### EXERCISE DETAILS
Rewrite the lines from the one containing "terrace wall on this photo." through the one containing "<point>173,372</point>", replacing "paved plaza" with "stone courtyard" and leaving everything else unchanged.

### TASK DATA

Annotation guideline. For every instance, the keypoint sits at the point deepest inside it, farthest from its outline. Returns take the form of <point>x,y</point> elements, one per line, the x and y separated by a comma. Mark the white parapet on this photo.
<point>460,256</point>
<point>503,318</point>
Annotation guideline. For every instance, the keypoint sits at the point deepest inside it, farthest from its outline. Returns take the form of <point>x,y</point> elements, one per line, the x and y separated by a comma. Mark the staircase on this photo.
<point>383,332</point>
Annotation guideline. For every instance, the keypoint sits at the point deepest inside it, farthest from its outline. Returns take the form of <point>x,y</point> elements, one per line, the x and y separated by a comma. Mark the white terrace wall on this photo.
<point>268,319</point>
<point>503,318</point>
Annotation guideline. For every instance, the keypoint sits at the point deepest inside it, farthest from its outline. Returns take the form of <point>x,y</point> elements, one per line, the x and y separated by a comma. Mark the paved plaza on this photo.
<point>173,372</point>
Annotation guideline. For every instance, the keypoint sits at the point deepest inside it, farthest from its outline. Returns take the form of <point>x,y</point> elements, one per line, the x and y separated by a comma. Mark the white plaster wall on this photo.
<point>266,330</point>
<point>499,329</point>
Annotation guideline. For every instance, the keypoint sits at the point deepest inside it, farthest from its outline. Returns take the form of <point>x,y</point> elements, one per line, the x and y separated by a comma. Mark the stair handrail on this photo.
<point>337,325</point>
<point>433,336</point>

### TASK RESPONSE
Annotation guideline. For every instance, the keypoint sits at the point deepest inside it, farthest from its outline. Returns take the form of <point>x,y</point> elements, one per line, the x and y separated by a comma. Mark the white terrace wall on this photo.
<point>268,319</point>
<point>503,318</point>
Annotation guideline. For every instance, the keypoint sits at the point deepest inside it, farthest from its outline. Returns take the form of <point>x,y</point> elements, one per line, the x and y separated by a comma. Mark the stone courtyard on this photo.
<point>173,372</point>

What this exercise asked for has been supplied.